PROBLEM TO WORK ON: What is needed is every line from the one holding "Where can you see the knee-high" to the last line of the data below, printed exactly and without pictures.

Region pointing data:
BEGIN
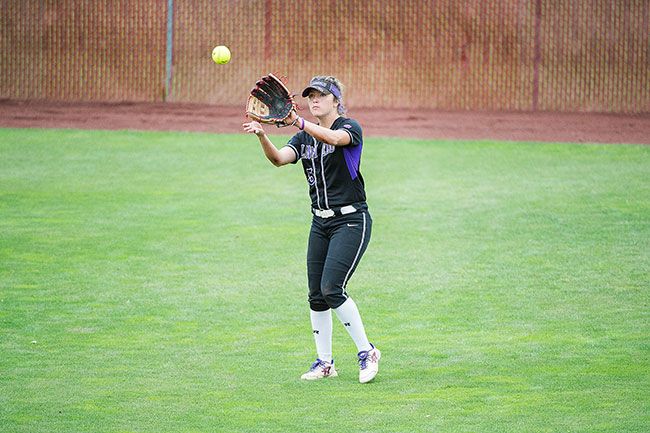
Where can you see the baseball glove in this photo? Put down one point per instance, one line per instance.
(270, 101)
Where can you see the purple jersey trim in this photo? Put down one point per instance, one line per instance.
(352, 156)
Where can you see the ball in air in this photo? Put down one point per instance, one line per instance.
(221, 54)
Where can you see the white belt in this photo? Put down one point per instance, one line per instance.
(328, 213)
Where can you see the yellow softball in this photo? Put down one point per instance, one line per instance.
(221, 54)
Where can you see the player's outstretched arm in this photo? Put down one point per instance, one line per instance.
(325, 135)
(278, 157)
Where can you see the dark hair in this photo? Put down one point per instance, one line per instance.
(335, 81)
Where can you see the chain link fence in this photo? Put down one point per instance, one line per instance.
(529, 55)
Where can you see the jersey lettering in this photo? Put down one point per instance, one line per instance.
(309, 151)
(310, 176)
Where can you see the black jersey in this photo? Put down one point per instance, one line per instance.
(332, 172)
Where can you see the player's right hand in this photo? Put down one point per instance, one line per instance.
(253, 127)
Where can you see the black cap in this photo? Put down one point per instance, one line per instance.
(322, 86)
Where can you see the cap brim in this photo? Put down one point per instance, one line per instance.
(323, 90)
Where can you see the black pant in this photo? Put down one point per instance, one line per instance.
(335, 248)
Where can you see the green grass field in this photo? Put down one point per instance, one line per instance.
(155, 282)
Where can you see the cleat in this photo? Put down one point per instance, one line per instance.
(368, 364)
(320, 370)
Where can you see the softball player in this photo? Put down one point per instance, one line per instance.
(330, 151)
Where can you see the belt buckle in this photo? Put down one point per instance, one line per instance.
(326, 213)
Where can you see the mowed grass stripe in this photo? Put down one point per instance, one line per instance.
(156, 282)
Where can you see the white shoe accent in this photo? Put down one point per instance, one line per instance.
(320, 370)
(369, 364)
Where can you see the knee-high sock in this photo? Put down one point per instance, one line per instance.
(348, 314)
(321, 324)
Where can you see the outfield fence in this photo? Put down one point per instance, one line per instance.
(531, 55)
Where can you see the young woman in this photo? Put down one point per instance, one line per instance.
(330, 151)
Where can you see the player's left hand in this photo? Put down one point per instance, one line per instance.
(254, 128)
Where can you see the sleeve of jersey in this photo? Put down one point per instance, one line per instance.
(294, 144)
(353, 129)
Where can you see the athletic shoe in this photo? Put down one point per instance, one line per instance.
(368, 364)
(320, 370)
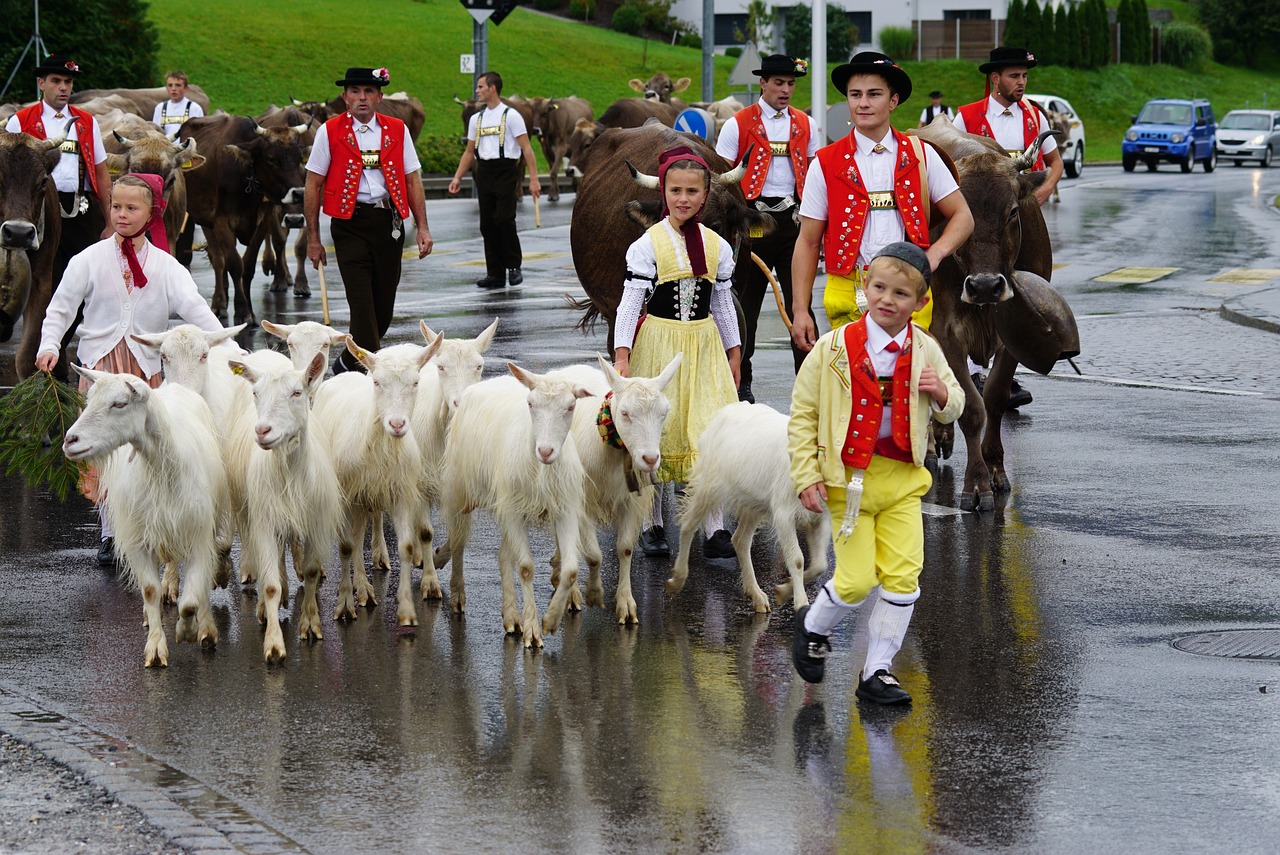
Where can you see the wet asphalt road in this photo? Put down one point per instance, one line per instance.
END
RESULT BELOW:
Where can you see the knee-high sock in this photo? Put down one point per instance, one line per instance.
(348, 314)
(321, 324)
Where can you see the outfield fence in this photo? Put down one point per instance, one line per instance.
(531, 55)
Where can you see the young woman in this photo? Put down one point per instance, one line per instance.
(330, 151)
Where can you see the player's left hand in this photo? Put down one point per instance, one line per instance.
(254, 128)
Where can you see the sleeve of jersey in this photo? Put down one point per instance, one line per instance.
(294, 144)
(353, 129)
Where can you see the athletic shoe in this photo? Put down one point per instance, one line per instance.
(368, 364)
(320, 370)
Where can you see the wet asphalt road in this photo? Put down one point per instance, one line per instance.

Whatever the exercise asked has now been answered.